**Selected extract**

▶

For a sedentary adult, approximately 1.5 litres per day is a reasonable guideline, but athletes, children, and older adults have different needs. The evidence for broader health benefits of drinking extra water is promising but still limited.
The commonly used recommendation is approximately 1.5 litres of drinking water per day for a sedentary adult. Water fulfils many essential functions: it is a building block for cells, a carrier for nutrients and waste products, helps regulate body temperature, and lubricates joints. Young children and older adults are particularly vulnerable to dehydration and should pay extra attention to this.
However, 1.5 litres is not a universal standard. During intense exercise in hot weather, athletes can lose 4 to 10 litres of fluid per day through sweat, along with large amounts of salt (sodium). People who exercise therefore need to drink considerably more than the standard rule suggests, and should also focus on replenishing sodium, not just water. For ordinary recreational exercise this can be managed through normal eating and drinking, but when dehydration exceeds 5% of body weight, more active replenishment is needed.

◀

Source records
▶

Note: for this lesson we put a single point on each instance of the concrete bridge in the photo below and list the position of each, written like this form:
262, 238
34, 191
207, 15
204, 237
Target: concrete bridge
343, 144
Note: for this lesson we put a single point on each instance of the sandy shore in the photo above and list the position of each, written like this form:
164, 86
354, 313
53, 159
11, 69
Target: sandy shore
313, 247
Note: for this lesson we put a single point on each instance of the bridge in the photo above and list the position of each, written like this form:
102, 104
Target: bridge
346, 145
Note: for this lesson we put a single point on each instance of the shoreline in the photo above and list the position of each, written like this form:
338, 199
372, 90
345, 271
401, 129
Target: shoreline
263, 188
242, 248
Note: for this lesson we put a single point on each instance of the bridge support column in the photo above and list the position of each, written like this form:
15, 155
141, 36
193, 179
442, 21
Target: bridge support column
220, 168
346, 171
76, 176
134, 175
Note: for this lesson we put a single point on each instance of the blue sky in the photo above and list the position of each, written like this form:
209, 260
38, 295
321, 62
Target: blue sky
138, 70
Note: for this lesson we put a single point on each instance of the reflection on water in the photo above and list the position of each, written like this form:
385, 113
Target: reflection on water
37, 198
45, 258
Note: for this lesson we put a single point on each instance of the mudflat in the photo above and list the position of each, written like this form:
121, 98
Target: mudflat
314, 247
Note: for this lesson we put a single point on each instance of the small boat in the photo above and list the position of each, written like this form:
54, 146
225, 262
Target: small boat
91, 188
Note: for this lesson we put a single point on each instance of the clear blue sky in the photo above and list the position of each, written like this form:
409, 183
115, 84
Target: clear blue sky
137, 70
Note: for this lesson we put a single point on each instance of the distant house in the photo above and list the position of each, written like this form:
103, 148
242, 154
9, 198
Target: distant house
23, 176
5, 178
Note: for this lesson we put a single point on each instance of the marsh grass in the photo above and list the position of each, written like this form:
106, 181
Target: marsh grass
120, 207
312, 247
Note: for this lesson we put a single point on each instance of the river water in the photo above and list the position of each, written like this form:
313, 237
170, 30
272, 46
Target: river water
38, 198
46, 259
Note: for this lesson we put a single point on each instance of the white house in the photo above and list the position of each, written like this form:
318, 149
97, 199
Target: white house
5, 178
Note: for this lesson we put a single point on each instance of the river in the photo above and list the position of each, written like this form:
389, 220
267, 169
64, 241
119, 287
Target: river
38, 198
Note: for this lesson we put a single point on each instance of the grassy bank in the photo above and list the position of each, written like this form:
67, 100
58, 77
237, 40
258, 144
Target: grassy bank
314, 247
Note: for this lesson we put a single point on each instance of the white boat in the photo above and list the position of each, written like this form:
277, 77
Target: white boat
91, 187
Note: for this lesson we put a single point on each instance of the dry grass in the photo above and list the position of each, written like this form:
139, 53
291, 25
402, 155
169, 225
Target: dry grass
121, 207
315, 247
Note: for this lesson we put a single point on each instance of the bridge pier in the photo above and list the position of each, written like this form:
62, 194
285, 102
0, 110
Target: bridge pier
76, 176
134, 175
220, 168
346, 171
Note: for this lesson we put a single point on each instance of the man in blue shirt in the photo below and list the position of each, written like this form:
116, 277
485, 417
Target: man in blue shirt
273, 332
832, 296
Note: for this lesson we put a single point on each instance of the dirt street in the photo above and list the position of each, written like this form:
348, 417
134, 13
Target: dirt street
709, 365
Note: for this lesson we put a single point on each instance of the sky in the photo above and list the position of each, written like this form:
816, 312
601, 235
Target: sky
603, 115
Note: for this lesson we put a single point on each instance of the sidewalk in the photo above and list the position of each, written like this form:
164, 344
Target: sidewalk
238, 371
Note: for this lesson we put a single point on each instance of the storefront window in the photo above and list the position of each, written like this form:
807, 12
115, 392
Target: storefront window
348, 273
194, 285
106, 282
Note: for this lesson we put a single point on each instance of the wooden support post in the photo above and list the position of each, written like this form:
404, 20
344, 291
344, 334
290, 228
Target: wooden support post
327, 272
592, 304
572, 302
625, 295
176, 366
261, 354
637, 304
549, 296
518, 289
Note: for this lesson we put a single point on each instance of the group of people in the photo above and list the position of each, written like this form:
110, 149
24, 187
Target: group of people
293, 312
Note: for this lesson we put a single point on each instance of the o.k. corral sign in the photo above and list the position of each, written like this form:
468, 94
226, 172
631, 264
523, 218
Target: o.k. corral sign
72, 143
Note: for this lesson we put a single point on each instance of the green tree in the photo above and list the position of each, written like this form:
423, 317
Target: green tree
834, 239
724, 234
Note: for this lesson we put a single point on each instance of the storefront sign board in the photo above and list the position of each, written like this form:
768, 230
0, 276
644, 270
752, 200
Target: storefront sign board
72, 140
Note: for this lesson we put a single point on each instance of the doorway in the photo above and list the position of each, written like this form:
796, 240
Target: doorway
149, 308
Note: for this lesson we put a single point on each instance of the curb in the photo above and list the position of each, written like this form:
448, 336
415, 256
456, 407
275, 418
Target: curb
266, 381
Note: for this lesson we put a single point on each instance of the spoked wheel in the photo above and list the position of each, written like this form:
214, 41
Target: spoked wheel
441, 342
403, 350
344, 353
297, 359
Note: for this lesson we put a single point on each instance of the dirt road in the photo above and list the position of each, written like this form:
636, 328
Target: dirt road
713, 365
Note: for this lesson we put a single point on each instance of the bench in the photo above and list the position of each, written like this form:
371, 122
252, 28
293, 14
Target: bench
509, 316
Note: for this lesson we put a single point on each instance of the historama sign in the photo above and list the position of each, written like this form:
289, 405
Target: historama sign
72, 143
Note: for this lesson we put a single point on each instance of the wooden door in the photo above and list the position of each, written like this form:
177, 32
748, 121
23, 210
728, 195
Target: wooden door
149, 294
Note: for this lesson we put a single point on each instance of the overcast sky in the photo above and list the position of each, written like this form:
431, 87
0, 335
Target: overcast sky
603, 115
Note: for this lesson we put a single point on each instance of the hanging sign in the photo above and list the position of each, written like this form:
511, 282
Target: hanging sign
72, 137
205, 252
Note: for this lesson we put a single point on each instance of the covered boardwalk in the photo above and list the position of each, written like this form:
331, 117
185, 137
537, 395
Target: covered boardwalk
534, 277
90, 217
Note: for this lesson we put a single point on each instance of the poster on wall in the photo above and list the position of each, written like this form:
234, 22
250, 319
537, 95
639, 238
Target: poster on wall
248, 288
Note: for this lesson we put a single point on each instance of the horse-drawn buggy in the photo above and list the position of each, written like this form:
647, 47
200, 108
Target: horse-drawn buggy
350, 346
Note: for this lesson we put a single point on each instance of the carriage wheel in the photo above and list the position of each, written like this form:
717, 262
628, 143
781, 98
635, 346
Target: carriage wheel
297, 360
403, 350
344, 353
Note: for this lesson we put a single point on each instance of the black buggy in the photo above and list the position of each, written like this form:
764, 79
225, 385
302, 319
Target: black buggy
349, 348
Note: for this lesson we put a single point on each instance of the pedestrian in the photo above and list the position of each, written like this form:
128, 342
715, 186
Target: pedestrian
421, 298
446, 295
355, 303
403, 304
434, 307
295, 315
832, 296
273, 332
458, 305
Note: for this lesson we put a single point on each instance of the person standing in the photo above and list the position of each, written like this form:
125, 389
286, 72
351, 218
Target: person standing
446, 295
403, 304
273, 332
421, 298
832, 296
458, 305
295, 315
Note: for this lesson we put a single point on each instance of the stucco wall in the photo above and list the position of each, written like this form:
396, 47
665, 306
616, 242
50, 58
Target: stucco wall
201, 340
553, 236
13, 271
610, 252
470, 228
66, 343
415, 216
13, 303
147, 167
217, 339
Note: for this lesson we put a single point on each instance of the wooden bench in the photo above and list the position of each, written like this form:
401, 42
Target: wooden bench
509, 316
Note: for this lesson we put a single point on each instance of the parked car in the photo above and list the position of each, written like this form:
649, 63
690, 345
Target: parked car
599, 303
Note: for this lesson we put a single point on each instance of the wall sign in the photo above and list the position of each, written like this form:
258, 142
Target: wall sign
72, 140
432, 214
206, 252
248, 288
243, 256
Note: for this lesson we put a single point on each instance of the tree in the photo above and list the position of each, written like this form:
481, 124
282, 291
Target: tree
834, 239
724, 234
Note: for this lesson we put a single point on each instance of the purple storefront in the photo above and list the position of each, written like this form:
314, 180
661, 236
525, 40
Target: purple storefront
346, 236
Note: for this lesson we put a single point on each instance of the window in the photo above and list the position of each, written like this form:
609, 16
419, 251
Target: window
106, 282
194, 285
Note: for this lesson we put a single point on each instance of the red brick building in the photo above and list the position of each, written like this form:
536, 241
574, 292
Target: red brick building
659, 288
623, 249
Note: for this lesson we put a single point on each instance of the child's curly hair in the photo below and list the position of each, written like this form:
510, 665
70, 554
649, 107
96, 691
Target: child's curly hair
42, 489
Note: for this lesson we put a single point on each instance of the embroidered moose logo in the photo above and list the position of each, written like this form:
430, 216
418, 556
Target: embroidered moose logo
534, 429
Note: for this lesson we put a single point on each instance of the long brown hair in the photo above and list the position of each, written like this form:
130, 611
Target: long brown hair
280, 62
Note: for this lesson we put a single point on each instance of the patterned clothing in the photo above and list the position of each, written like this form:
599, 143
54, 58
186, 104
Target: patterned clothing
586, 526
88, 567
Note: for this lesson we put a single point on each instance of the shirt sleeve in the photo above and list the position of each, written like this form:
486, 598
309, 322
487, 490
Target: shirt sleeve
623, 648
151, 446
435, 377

◀

**Required action 1**
Using the passage on daily water intake, answer each question below, marking your answers (a), (b), (c):
(a) About how much drinking water per day is recommended for a sedentary adult?
(b) Which two groups are particularly vulnerable to dehydration?
(c) How much fluid per day can athletes lose through sweat during intense exercise in hot weather?
**Required action 2**
Does each statement below agree with the passage on daily water intake? Answer yes or no for (a), (b) and (c), and quote the deciding words.
(a) Water helps regulate body temperature.
(b) Ordinary recreational exercise always requires active replenishment beyond normal eating and drinking.
(c) The evidence for broader health benefits of drinking extra water is conclusive.

**Task output 1**
(a) Approximately 1.5 litres.
(b) Young children and older adults.
(c) 4 to 10 litres.

**Task output 2**
(a) Yes: "helps regulate body temperature"
(b) No: "For ordinary recreational exercise this can be managed through normal eating and drinking"
(c) No: "The evidence for broader health benefits of drinking extra water is promising but still limited."